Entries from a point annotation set
++++++
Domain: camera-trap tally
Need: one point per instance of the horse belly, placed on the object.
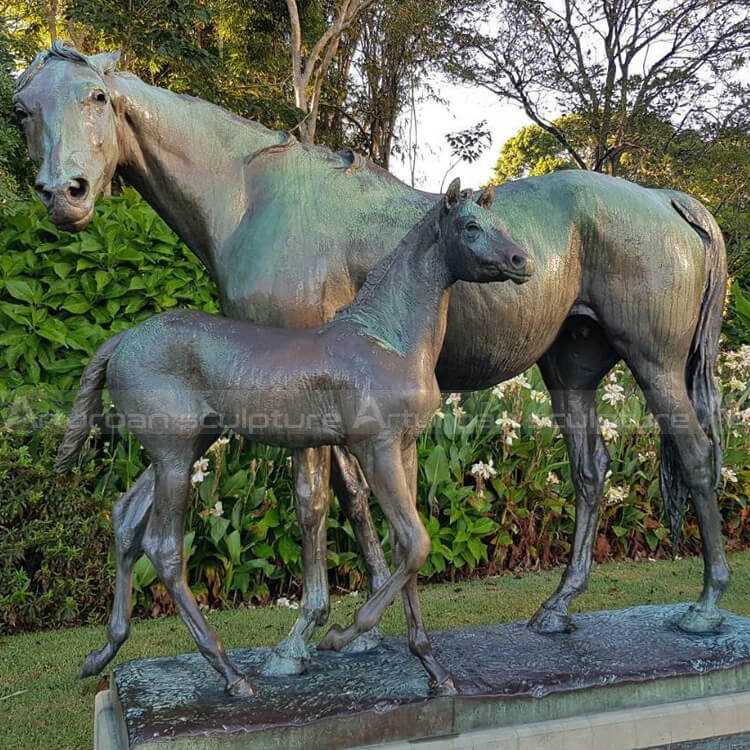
(496, 331)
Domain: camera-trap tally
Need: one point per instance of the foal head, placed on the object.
(474, 249)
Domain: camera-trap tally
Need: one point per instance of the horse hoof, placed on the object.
(333, 640)
(368, 641)
(696, 620)
(446, 687)
(282, 665)
(551, 621)
(92, 664)
(243, 688)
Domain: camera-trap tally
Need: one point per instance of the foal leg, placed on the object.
(312, 469)
(419, 644)
(163, 543)
(572, 370)
(129, 517)
(353, 493)
(384, 470)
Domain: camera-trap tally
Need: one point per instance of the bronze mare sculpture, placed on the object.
(365, 380)
(289, 233)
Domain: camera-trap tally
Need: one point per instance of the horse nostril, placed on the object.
(78, 189)
(45, 196)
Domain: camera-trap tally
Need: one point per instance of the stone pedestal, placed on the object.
(618, 672)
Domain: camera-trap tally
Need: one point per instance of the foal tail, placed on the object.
(87, 404)
(699, 370)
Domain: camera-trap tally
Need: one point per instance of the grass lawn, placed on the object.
(44, 706)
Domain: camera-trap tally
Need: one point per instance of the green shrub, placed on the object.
(55, 536)
(62, 294)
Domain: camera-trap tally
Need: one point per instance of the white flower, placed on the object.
(484, 471)
(617, 494)
(507, 422)
(609, 429)
(200, 467)
(499, 390)
(735, 384)
(218, 443)
(613, 393)
(540, 421)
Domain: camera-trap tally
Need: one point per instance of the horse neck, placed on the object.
(186, 157)
(404, 302)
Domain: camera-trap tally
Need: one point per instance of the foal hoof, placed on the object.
(243, 688)
(368, 641)
(334, 640)
(445, 687)
(696, 620)
(282, 665)
(551, 621)
(93, 664)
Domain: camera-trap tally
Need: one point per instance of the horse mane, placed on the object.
(62, 50)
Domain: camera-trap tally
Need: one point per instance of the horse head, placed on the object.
(477, 250)
(63, 102)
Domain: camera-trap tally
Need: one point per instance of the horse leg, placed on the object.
(312, 469)
(163, 543)
(572, 369)
(129, 517)
(383, 467)
(353, 494)
(666, 394)
(419, 644)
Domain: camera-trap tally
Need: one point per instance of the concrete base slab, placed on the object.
(627, 678)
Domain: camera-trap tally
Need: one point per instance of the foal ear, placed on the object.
(106, 62)
(487, 198)
(452, 197)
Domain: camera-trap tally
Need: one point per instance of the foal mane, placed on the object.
(410, 241)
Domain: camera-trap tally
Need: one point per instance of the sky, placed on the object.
(464, 106)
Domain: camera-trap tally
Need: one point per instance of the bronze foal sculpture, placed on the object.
(289, 233)
(365, 380)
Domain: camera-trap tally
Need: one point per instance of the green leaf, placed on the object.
(219, 527)
(27, 290)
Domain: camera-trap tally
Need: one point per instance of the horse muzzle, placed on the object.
(69, 203)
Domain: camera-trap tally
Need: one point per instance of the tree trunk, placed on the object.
(52, 21)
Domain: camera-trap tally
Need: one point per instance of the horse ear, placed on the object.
++++++
What the exercise asks: Copy the listing exactly. Any image in it stays out of the copy.

Written solution:
Domain: camera-trap tally
Need: one point per instance of the horse belly, placed on the object.
(496, 331)
Domain: camera-trap tally
Need: one point per instance of the foal head, placed on the object.
(474, 249)
Domain: camera-trap tally
Need: one point per instance of the horse hoof, placed on the object.
(333, 640)
(368, 641)
(696, 620)
(446, 687)
(282, 665)
(551, 621)
(92, 664)
(243, 688)
Domain: camera-trap tally
Need: one point per instance of the foal leg, placed on the object.
(312, 469)
(419, 644)
(163, 543)
(572, 370)
(129, 517)
(353, 493)
(384, 470)
Domain: camera-trap tally
Need: one point per instance of the bronze mare sculpture, placed on the object.
(365, 380)
(289, 233)
Domain: camera-trap tally
Need: one point per instance of the horse nostril, placed on the object.
(78, 189)
(45, 196)
Domain: camera-trap tally
Need: one point per instance of the stone pedestal, placed on the object.
(618, 672)
Domain: camera-trap tally
Need: one point per instance of the foal tail, placed on the object.
(87, 404)
(699, 370)
Domain: camera-trap tally
Need: one point per instance of the grass lawn, placed on the object.
(44, 706)
Domain: camera-trap tally
Need: one point per instance of the green shrub, placed on the object.
(55, 536)
(62, 294)
Domain: camera-trap tally
Need: one point per instance of the white flower, placed on the object.
(484, 471)
(617, 494)
(507, 422)
(609, 429)
(200, 467)
(499, 390)
(735, 384)
(218, 443)
(613, 393)
(540, 421)
Domain: camera-trap tally
Need: one point per instance of the horse neck, placed on the object.
(186, 157)
(404, 302)
Domain: camera-trap tally
Need: one point per instance of the foal hoof, placed on the object.
(243, 688)
(368, 641)
(334, 640)
(445, 687)
(696, 620)
(282, 665)
(551, 621)
(93, 664)
Domain: camera-trap tally
Need: one point per instance of the horse mane, placed on the object.
(62, 50)
Domain: camera-trap tally
Need: one point per instance of the horse head, placed on the object.
(477, 250)
(63, 102)
Domain: camera-trap tally
Need: one point per instance of the horse leg, placed on the object.
(312, 469)
(163, 543)
(572, 369)
(129, 517)
(383, 467)
(353, 494)
(666, 394)
(419, 644)
Domain: camera-trap tally
Need: one point per instance of the concrete base slab, placed on the object.
(627, 678)
Domain: camera-trap tally
Need: one point per instance of the foal ear, placed on the object.
(106, 62)
(487, 198)
(452, 197)
Domain: camera-trap tally
Need: one point per instance of the foal mane, placed on the object.
(410, 241)
Domain: camera-trap tally
Need: one point per instance of the sky, placed on the object.
(464, 106)
Domain: camera-trap tally
Need: one point per instance of the bronze foal sculpture, placed on the object.
(289, 233)
(365, 380)
Domain: camera-trap tally
Need: one point per instance of the green leaf, placed on the object.
(219, 527)
(27, 290)
Domain: camera-trap tally
Need: one point per instance of the horse muzzle, placed on the object.
(69, 203)
Domain: camera-trap tally
Need: one point per instance of the tree trunk, placed on the object.
(52, 21)
Domain: camera-trap tally
Need: one point per instance of the horse ear, placed on the object.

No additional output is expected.